### EXERCISE OBJECTIVE
Write out each record below exactly as it appears, with no pictures.

### EXTRACTED DATA
------------------------------

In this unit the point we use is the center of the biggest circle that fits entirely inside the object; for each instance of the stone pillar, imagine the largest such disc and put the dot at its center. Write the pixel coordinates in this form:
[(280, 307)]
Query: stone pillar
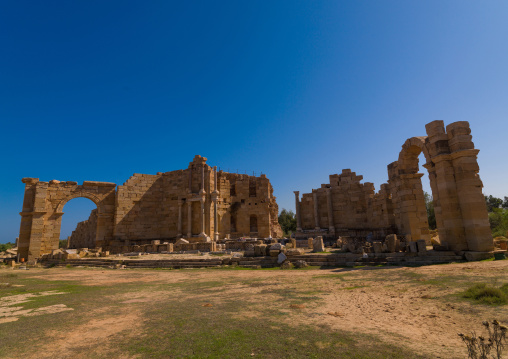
[(452, 230), (189, 219), (180, 204), (297, 208), (471, 200), (202, 192), (331, 227), (214, 198), (202, 234), (435, 194), (316, 217), (202, 179)]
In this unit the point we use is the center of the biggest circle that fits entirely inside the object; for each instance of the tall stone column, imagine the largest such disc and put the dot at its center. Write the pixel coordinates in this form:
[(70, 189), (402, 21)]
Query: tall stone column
[(180, 204), (331, 227), (452, 230), (189, 219), (316, 217), (469, 188), (202, 234), (297, 208), (214, 198), (202, 192)]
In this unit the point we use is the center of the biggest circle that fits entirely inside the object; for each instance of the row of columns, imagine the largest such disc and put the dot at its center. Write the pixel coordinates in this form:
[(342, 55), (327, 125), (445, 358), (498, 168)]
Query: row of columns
[(331, 227), (202, 199)]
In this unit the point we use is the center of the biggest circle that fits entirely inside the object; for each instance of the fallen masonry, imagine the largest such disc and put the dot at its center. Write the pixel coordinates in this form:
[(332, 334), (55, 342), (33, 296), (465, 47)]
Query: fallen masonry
[(214, 218), (199, 204)]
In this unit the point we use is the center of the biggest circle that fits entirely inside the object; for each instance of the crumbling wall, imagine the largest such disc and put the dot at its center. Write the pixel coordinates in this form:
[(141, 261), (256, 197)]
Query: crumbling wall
[(245, 200), (85, 233), (346, 206)]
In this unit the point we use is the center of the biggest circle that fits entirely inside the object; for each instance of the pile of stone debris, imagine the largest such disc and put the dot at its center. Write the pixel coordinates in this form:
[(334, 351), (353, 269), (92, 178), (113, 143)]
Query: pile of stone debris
[(9, 254)]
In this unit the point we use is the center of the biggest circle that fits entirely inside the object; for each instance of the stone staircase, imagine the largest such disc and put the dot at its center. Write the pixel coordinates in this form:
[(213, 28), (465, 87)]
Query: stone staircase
[(312, 259)]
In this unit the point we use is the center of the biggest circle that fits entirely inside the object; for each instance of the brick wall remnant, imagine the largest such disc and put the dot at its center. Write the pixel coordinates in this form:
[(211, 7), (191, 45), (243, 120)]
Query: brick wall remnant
[(198, 203), (346, 207)]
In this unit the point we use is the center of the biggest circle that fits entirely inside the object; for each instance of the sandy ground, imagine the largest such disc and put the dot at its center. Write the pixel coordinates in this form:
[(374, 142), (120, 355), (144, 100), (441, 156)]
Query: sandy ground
[(401, 312)]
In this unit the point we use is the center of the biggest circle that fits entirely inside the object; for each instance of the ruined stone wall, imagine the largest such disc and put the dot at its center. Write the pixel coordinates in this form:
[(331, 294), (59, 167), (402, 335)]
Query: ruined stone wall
[(246, 206), (43, 210), (84, 234), (346, 206)]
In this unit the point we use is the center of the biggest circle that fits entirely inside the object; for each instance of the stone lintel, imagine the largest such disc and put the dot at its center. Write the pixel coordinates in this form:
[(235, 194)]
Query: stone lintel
[(34, 213), (411, 175), (98, 184), (464, 153), (442, 157), (29, 180)]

------------------------------

### THE OUTPUT
In this unit the point we use is the center of the biggest circle that fits entirely inside the object; for each instance of the stone pillar, imagine the largest such disc and put the dot at its center. Write the pixel coordinates in this form:
[(280, 307)]
Query: stone pillar
[(452, 230), (189, 219), (180, 204), (297, 208), (471, 200), (202, 192), (331, 227), (214, 198), (202, 234), (435, 194), (316, 217), (202, 179)]
In this unit the point we use is the center of the biggest circle that fits entirely inside the object; for each instance of the tall stone column, imagine the largest such disc and put the dot at its center. Write the pixel coordinates in this form:
[(70, 189), (402, 21)]
Query: tall stone column
[(180, 204), (331, 227), (452, 230), (189, 219), (316, 217), (469, 188), (202, 234), (297, 208), (214, 198), (202, 192)]
In this unit the point we use is the center of the biggest circle that fits entirely inside the object; for each instance of the row of columns, imagine the largest such disc and put the dot at its center. Write the pixel coordinates in this form:
[(342, 55), (327, 125), (445, 358), (498, 168)]
Query: row of columns
[(331, 227), (202, 199)]
In this unit the point we use is the center of the biggest circle that fits entirely inside the object; for each instance of the fallen masonry, imagine the largest such disc and put the dot at its center. Write the pixel coordinates in this form:
[(332, 334), (55, 342), (33, 296), (465, 47)]
Query: fallen masonry
[(214, 218), (199, 204)]
In this unit the point we use is the center of the biggest circle that fits entirely inside the object; for each instance of the crumbling wall, imagine the largest such disc and put the dot at its center. Write the pixel coordinates in this form:
[(141, 261), (256, 197)]
Query: crumbling wall
[(245, 200), (85, 233), (346, 206)]
In this unit the point we use is the center of the biggest circle that fits entirely inside the object; for each instance of the pile of stone debris, imagine the largest such disc and put the dot at its center. Write the pixel coordinates in this form:
[(334, 351), (353, 269), (92, 178), (113, 143)]
Query: pile of stone debris
[(9, 254)]
In this unit the point we use is the center of the biggest circle that fits entirely inside the object; for each instance of the stone staircase, imagine the largest such disc and put the dot at its center. Write the pixel coordinates in this form:
[(213, 28), (465, 87)]
Query: stone staircase
[(312, 259)]
In this unit the point we use is the center of the biggest circle that fits entirely inside the object; for each instance of the brick wall remnant, imagine the largest such disc and put the dot at its center. Write the pixel coordinates in this form:
[(211, 7), (191, 45), (243, 120)]
Query: brick wall remnant
[(198, 203), (346, 207)]
In this unit the point we use is the center of the biggest circle that fits entirely inside the object; for each instance of the sandy ground, imagine the largest such disc and put the dot at its center. Write the pixel coordinates in this form:
[(374, 142), (120, 355), (144, 100), (441, 156)]
Query: sandy ground
[(401, 312)]
In this unit the point we use is the center of the biggest circle that fits entirely inside the object; for each instance of the ruined stone wall, imagine the largest such disc and put the dot at its center. Write the pixel coordinates in this form:
[(331, 294), (59, 167), (402, 335)]
Query: ruined stone wall
[(246, 206), (43, 210), (84, 234), (346, 206)]
In this unit the point we use is the center of the biggest circle that fits entirely inside the object; for each instance of the stone lintel, imagine the largest such disc and put the dot at its center. Write the pixel coordinates in this form:
[(235, 194)]
Query: stone lintel
[(34, 213), (411, 175), (98, 184), (464, 153), (442, 157), (29, 180)]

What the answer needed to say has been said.